REQUIREMENTS: Collect every line in the data below that contains the word "hand", and copy each one without changes.

[Stored dataset items]
** begin **

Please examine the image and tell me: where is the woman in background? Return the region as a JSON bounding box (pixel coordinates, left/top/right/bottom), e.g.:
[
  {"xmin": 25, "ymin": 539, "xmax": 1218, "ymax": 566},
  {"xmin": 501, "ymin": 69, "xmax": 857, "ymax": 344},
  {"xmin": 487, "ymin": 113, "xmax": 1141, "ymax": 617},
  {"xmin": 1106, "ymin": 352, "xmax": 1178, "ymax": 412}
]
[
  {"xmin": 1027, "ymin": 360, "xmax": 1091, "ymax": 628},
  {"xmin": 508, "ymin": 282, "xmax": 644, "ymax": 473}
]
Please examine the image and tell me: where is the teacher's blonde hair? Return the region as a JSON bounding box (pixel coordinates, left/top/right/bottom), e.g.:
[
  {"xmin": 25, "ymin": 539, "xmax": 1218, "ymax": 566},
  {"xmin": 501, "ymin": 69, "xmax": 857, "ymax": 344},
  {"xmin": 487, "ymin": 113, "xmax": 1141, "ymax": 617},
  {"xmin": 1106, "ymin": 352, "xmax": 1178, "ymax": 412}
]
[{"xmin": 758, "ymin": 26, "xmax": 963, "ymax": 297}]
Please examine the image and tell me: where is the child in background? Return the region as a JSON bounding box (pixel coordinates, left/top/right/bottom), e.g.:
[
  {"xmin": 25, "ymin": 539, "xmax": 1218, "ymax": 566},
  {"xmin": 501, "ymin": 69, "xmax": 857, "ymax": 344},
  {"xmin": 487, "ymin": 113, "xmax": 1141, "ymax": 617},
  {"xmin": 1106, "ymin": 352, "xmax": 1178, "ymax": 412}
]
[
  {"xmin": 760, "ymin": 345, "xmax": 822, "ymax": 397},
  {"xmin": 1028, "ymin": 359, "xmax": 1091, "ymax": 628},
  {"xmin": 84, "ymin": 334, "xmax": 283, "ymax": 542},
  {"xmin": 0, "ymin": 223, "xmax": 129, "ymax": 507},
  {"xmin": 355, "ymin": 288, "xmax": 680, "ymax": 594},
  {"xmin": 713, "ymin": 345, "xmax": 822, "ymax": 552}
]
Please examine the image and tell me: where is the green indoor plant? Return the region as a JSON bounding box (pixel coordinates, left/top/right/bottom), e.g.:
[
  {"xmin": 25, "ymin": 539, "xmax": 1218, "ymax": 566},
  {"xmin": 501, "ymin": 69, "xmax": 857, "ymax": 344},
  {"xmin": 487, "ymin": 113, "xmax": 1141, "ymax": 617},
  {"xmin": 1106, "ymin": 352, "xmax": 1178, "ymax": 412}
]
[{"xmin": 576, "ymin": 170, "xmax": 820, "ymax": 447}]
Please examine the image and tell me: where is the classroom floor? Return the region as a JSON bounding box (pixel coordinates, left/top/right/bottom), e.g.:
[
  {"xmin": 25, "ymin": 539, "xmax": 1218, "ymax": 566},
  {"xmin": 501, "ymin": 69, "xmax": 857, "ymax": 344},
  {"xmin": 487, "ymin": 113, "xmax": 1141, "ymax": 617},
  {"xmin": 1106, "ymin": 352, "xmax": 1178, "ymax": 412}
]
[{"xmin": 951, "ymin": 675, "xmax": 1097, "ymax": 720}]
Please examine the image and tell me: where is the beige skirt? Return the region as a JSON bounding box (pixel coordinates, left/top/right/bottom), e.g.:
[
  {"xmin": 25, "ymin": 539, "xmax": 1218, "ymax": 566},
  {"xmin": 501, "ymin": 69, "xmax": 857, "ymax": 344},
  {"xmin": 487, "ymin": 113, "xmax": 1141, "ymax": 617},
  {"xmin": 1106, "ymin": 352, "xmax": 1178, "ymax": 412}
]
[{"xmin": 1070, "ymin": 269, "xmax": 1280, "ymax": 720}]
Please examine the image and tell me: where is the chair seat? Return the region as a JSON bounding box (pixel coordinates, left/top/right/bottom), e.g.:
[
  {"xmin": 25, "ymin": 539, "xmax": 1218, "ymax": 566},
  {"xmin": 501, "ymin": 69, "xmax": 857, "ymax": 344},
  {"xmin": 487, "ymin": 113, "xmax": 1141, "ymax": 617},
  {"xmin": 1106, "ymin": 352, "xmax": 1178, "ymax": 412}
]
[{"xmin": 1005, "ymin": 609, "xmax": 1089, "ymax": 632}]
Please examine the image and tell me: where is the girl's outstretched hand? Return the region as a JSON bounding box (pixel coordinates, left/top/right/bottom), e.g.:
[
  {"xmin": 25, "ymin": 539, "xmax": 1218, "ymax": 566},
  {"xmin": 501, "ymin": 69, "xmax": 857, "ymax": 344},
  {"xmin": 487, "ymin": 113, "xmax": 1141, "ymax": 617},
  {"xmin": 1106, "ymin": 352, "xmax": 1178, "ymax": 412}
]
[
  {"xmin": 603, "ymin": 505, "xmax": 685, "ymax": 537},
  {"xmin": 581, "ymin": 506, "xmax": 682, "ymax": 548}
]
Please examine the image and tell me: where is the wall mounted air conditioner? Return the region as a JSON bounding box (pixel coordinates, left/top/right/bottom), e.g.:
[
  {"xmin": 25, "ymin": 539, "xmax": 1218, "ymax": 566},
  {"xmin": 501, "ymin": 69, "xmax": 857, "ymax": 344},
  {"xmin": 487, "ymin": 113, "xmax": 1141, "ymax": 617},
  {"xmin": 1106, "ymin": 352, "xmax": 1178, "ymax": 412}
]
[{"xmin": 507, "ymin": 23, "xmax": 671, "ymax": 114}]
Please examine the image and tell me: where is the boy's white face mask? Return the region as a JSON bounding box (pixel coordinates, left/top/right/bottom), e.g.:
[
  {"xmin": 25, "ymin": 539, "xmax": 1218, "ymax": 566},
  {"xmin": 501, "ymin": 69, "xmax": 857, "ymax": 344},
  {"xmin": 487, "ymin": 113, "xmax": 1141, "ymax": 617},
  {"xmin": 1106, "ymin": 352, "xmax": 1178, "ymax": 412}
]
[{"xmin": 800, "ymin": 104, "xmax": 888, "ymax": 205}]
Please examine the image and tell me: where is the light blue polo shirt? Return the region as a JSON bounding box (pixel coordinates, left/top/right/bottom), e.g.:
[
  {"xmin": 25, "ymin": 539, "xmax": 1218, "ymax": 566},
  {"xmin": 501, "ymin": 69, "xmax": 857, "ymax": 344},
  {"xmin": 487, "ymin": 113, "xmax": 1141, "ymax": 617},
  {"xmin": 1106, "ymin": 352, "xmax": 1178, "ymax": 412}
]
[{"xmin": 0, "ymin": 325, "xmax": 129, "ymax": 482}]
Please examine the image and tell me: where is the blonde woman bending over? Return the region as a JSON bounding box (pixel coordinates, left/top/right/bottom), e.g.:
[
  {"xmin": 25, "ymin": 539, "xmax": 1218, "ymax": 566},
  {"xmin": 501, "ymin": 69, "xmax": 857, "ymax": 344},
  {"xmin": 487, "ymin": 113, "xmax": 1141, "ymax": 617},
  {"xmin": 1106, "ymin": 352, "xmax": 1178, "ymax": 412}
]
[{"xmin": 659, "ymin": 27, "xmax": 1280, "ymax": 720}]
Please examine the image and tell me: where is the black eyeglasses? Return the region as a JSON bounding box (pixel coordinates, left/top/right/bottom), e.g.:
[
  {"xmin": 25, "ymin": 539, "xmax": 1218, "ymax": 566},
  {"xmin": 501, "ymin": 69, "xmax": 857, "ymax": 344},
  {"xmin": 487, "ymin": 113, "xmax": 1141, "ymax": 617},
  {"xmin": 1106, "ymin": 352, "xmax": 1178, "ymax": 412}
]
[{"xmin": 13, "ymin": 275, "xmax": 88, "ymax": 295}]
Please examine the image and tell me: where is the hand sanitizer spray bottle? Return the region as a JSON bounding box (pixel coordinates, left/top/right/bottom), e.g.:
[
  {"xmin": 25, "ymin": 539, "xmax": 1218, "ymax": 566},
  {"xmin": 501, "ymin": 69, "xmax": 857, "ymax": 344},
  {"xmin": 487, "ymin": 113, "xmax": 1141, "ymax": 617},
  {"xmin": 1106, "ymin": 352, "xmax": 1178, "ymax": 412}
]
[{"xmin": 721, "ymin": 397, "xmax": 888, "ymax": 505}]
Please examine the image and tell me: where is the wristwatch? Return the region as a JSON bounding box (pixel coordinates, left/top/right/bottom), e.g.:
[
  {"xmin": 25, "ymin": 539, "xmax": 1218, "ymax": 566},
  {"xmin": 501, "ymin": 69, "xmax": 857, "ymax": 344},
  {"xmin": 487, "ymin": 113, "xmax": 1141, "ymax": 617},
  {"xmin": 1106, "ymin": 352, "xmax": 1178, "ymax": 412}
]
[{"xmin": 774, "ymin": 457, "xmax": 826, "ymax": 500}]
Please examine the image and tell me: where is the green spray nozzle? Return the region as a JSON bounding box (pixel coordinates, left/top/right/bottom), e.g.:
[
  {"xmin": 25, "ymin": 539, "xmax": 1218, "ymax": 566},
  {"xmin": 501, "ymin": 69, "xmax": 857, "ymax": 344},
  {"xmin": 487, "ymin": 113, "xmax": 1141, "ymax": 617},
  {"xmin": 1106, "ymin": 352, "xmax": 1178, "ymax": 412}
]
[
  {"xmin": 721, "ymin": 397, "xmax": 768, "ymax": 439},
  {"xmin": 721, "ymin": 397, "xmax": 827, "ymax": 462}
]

** end **

TASK RESPONSE:
Please examine the image and tell me: where is the girl's outstretched hand? Return the region as a JSON bounding box (pixel coordinates, left/top/right/bottom), e.g.:
Please examine the image and tell me: where is the hand sanitizer spray bottle? Return the region as a JSON bounding box (pixel coordinates, left/top/right/bottom), e.g.:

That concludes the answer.